> [Data shown]:
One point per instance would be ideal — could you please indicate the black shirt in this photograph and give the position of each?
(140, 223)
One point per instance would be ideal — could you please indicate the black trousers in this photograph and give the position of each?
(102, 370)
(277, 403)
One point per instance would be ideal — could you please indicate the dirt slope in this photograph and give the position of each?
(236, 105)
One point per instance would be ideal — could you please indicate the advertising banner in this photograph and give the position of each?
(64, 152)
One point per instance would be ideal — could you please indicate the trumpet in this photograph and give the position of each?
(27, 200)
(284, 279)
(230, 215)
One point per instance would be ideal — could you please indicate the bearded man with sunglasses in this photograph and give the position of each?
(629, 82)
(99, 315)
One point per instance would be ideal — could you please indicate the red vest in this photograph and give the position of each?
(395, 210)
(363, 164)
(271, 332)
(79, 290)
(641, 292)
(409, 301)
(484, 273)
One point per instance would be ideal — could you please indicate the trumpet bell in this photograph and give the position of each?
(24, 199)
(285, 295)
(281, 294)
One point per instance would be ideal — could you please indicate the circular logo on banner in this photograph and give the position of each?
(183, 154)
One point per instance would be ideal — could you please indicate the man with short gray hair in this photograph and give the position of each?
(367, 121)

> [Required task]: Rescale the lines from the one containing "indicate the circular" through the end of the records, inclusive, and give them again with their requests. Multiply each coordinate in the answers by 1.45 and round it to a whole number, with halves rounding up.

> [Expected answer]:
One point per instance would be ideal — could you please indicate the circular logo on banner in this photograph and give the position of each?
(265, 223)
One point per instance would be ideal — could you please indicate the man with short gray hair in this photograph and give the position of each?
(532, 175)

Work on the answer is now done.